▶ [Text shown]:

***

23 Replies to “Where Would We Be Without Oral History?”

  1. And each death is documented as result of an infection not “murdered” or herded onto a rail car.
    Ironically around that time an actual genocide was taking place in Europe.

    1. And each death is documented …

      Because that’s what a modern, western culture does. We document things; for posterity, for permanent records, for future analysis, for critical understanding … for care. Because we care, and every life is sacred (or it used to be).

      And we document things … because we can. We have written languages, dictionaries, and writing/recording devices. We have Literature using the language to help us interpret all the intricacies of life. We write stuff down … or type it, with carbon paper copies (ca.1935-45)

      Nope. Oral history is mangled history. Ask any police officer, or court official … eyewitness accounts are always sketchy and unreliable at best. And the further in time one is removed from the history … the more fantastical the account. Psssst … it’s why bodycams tell the story better than any eyewitness remembrance.

***

▶ [Given records]:
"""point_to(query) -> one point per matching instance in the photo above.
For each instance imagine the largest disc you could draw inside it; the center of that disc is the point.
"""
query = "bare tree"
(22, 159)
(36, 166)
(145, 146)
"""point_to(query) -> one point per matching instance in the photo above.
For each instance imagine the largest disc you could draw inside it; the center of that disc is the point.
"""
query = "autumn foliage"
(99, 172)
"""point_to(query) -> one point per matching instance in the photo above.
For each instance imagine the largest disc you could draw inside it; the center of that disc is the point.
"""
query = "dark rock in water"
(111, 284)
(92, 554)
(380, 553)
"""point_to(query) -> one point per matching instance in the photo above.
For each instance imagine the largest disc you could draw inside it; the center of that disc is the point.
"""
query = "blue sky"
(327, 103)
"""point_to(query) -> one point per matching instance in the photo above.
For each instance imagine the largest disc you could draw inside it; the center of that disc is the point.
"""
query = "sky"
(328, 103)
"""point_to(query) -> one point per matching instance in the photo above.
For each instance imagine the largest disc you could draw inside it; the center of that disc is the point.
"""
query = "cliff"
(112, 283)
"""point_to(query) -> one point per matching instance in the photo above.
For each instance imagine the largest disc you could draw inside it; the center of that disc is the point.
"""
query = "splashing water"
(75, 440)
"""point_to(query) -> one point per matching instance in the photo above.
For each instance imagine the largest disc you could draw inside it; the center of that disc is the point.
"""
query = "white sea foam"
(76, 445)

***

▶ [Work request A]: In the oral history comments, why does one reply say we document things? Answer in one to three sentences.
▶ [Work request B]: Write out everything in the oral history comments from "23 Replies to" down to "place in Europe.", word for word.

▶ [Worked solution A]: It says a modern, western culture documents things for posterity, permanent records, future analysis, critical understanding, and care, because we care and every life is sacred (or used to be). It also says we do it because we can: we have written languages, dictionaries, and writing and recording devices.

▶ [Worked solution B]:
23 Replies to “Where Would We Be Without Oral History?”

  1. And each death is documented as result of an infection not “murdered” or herded onto a rail car.
    Ironically around that time an actual genocide was taking place in Europe.